In my experience, most photography awards that openly state how many entries they’ve received usually give a figure in the region of 800. Obviously, some of the most popular awards will attract way more entries than this. Meanwhile awards that are more obscure, exclusive, or just not well publicized, may receive considerably fewer applications. But 800 seems to be a fairly typical number of entrants overall.

Let’s give a conservative estimate and say that it costs just $20 to enter the average award (some cost less, some are entirely free, but many cost considerably more). $20 x 800 gives the organizers of the award a total income of $16,000. That’s quite a lot of money.

Of course, they will have many expenses to cover: among others things, a website will need to be designed and hosting paid for; plus there’s staff wages and perhaps some prize money to stump up as well. Maybe even an exhibition to organize.

Still, it’s clear that a photography award could quite easily work out to be quite a nice little money making venture for its organizers if that were their goal. Especially if they manage to attract some high profile sponsors to top up the money raised from entrants.

So, are all pay-to-enter awards a rip-off?

No. Some are just trying to cover their expenses and provide us photographers with help in our careers.

Not only that, but by asking entrants to pay a small fee, they discourage the kind of time-waster who doesn’t read the rules and just enters any old junk at random into all the categories in the hope of getting lucky. Editing out these entries takes time, so it’s better to make people think carefully about the work they submit by asking them to pay a small sum for each entry. It also helps to keep the quality of submissions high.

OK, so are only the really expensive awards a money-making scam?

Record excerpts —
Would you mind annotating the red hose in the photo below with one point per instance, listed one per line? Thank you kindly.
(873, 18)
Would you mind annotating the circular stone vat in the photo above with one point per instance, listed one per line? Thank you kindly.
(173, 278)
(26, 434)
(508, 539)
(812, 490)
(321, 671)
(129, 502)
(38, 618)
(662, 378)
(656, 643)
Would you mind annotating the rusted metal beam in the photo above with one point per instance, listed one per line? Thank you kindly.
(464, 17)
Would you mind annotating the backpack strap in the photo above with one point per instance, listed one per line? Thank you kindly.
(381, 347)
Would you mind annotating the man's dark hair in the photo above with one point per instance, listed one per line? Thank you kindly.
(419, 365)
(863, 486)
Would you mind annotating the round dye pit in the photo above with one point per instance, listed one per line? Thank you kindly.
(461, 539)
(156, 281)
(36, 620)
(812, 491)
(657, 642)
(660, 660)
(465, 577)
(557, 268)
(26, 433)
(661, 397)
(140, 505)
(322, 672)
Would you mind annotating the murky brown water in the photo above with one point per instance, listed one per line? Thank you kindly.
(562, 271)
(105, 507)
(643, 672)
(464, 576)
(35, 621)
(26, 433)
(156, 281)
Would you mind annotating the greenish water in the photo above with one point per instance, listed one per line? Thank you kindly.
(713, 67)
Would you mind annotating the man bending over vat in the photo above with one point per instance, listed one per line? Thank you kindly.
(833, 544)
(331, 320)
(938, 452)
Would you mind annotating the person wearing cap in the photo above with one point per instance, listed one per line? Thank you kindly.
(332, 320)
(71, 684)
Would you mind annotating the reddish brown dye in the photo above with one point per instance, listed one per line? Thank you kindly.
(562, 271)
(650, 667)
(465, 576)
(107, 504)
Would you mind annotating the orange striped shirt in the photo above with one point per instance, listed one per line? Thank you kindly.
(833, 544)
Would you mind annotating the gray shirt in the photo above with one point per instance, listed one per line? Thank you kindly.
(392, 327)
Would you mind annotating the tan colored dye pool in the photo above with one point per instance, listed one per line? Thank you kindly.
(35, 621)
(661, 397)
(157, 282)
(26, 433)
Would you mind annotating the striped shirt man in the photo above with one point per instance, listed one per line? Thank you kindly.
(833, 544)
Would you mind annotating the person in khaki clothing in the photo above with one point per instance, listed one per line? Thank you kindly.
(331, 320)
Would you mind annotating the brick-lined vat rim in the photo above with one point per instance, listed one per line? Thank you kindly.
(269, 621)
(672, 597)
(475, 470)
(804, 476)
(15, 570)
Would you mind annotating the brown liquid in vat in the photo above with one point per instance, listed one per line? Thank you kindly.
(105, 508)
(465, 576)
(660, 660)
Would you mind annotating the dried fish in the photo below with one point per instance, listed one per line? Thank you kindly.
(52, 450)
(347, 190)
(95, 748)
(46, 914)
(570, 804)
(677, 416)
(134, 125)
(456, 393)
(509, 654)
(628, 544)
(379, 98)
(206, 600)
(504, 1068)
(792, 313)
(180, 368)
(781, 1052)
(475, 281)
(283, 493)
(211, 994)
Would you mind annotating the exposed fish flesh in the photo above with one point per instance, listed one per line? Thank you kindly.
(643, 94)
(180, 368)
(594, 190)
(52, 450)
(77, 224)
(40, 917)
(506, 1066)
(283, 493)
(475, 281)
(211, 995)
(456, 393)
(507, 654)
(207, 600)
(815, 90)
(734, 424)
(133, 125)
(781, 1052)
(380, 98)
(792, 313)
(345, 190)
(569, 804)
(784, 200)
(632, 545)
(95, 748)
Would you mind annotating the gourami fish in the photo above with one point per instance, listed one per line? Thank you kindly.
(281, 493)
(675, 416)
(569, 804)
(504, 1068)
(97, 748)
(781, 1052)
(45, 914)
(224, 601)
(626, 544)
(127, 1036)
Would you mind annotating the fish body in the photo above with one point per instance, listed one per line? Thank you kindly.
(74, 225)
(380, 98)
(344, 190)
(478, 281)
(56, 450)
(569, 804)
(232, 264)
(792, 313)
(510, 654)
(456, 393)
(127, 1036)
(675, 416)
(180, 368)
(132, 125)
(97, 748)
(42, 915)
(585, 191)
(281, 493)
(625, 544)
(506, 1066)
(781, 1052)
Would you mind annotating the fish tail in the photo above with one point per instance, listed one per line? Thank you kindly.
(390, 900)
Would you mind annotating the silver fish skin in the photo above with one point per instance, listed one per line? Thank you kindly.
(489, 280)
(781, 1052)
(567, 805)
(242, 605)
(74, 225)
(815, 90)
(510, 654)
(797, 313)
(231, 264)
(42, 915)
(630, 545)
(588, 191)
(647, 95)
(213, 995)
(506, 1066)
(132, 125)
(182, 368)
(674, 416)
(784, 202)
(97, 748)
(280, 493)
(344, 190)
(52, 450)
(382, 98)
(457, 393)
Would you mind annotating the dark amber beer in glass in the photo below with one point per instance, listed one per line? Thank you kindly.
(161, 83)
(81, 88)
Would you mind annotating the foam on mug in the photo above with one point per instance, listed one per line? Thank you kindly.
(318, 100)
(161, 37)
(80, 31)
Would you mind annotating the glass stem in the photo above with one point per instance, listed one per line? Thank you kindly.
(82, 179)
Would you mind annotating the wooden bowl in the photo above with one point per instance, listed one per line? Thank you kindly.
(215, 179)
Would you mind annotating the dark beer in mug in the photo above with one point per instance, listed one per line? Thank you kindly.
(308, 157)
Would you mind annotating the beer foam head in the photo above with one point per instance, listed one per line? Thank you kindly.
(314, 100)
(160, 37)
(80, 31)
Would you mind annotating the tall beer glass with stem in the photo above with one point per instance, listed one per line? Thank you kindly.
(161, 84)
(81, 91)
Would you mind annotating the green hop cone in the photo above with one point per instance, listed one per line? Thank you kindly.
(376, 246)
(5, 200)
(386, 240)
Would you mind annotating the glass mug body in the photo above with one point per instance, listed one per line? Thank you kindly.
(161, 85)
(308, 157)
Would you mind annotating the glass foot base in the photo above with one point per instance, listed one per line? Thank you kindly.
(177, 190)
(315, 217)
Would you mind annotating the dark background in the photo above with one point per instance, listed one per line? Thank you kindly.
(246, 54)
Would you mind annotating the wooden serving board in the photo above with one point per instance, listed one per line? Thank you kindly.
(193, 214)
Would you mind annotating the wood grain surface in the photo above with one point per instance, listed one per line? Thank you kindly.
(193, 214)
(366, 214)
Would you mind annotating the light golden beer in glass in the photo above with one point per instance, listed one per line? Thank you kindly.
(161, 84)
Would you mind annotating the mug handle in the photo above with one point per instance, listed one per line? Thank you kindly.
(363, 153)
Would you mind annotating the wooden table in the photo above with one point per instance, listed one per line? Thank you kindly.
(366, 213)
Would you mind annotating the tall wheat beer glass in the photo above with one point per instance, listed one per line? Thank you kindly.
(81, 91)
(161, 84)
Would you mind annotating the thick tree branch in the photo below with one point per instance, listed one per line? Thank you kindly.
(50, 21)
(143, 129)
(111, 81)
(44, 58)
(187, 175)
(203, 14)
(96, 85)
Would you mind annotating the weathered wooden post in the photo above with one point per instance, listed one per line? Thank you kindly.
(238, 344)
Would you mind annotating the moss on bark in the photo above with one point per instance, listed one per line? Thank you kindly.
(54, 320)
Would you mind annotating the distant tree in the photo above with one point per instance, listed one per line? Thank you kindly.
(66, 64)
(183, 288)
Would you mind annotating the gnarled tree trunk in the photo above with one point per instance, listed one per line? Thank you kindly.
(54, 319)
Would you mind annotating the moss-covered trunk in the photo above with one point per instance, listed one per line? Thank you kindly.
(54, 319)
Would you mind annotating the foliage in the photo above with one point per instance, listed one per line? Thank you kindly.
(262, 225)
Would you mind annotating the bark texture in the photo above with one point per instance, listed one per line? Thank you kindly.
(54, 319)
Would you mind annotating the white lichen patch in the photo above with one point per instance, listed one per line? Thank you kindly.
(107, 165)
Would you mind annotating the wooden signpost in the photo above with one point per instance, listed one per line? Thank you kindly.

Aim — According to the passage on photography award entry fees, what total income would organizers receive from 800 entries at $20 each?

Expected output — $16,000